BEREITGESTELLTE DATEN:

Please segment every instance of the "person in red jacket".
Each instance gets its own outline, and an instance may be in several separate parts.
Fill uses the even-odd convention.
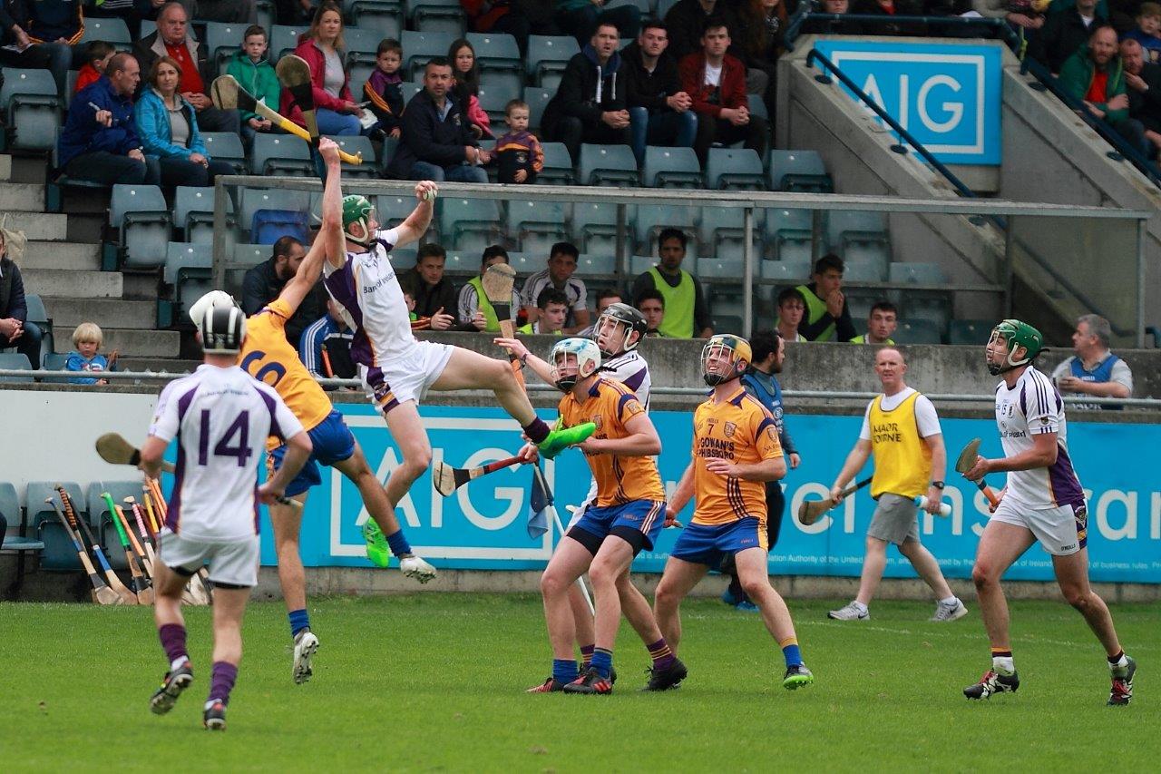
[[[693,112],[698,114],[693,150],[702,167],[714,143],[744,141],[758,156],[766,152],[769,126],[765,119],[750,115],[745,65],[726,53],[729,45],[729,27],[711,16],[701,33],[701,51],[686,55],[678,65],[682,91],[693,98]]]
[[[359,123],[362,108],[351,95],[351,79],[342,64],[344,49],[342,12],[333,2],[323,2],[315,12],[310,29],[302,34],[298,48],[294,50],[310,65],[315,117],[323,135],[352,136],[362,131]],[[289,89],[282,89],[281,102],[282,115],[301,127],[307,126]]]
* * *
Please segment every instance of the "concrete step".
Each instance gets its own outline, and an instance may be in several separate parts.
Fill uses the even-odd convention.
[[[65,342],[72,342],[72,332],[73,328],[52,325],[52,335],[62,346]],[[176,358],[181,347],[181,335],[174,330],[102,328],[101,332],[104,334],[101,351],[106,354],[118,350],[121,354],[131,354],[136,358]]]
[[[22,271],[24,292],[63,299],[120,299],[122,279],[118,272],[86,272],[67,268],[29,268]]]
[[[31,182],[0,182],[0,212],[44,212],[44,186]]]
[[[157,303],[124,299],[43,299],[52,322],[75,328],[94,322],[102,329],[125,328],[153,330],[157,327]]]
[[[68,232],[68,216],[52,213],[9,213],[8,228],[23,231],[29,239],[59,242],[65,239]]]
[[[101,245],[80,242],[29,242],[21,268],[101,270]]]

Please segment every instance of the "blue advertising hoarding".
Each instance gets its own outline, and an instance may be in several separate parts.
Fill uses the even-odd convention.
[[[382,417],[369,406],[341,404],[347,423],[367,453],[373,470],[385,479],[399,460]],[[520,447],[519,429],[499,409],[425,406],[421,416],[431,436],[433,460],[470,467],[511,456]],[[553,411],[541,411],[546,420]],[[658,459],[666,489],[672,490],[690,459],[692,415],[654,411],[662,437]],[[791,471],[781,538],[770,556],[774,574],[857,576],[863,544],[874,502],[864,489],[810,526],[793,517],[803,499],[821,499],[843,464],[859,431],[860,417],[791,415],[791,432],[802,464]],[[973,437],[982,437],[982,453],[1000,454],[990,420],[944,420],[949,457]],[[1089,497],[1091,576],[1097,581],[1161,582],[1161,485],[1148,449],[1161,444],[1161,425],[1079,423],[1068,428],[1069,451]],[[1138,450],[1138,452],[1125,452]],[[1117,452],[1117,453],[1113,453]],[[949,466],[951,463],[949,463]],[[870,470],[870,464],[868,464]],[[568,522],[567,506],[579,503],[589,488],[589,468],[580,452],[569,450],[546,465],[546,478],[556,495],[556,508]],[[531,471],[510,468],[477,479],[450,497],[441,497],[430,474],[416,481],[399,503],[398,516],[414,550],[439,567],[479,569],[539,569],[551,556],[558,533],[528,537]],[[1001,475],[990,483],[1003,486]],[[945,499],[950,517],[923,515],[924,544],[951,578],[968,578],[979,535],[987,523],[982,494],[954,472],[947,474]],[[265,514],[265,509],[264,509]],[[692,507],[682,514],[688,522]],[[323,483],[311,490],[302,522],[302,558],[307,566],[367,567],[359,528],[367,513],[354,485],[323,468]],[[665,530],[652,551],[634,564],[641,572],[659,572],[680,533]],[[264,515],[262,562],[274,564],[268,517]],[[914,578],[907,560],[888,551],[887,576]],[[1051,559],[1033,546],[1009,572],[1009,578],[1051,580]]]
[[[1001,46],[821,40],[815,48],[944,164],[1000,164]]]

ZU BEFOLGENDE ANWEISUNGEN:
Gib bitte nur als Zahl an, wie viele Zeilen der Einträge die Zeichenfolge "every" enthalten. Groß- und Kleinschreibung ist dabei zu beachten.

ENDGÜLTIGE ANTWORT:
3